> [Exercise aim]
Answer these questions from the forum post below, one per line:
1. Which dataset name follows the --ner option in the train command?
2. What Doc length does the error message report?
3. What did the poster run again after dropping the database?

> [Passage shown]
━━━━━━━━━━━━━━━━━━━━

IndexError [E035] training recipe

I am trying to train on a gold dataset (an adjudicator did the review recipe).
This is my train command:

python -m prodigy train task_3_concepts_related_ILN_GOLD --ner ct_images_75_25_500_REVIEW --verbose

I am getting the following error:

IndexError: [E035] Error creating span with start 238 and end 15 for Doc of length 308.

I tried looking for the annotation that contained a start of 238 and end at 15, but I cant find any in the jsonl annotation file. Following along with IndexError in train recipe - Prodigy Support I also tried to find it by connecting to the database directly via python:

from prodigy.components.db import connect

db = connect()
examples = db.get_dataset("ct_images_75_25_500_REVIEW")

for i, example in enumerate(examples):
    if any((t['start'] == 238) and (t['end'] == 15)  for t in example['tokens']):
        print("found strange example at row {}".format(i))
        print(example)

With nothing returned

I then dropped the db and performed a db-in again to see if it gave anything different and its the same error.

Why could this be happening?

━━━━━━━━━━━━━━━━━━━━

> [Dataset excerpt]

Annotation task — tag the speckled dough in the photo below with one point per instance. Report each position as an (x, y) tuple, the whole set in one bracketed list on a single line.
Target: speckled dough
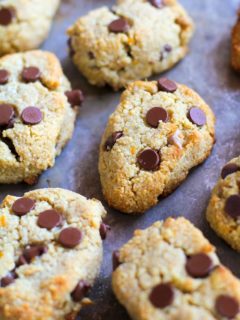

━━━━━━━━━━━━━━━━━━━━

> [Solution]
1. ct_images_75_25_500_REVIEW
2. 308
3. A db-in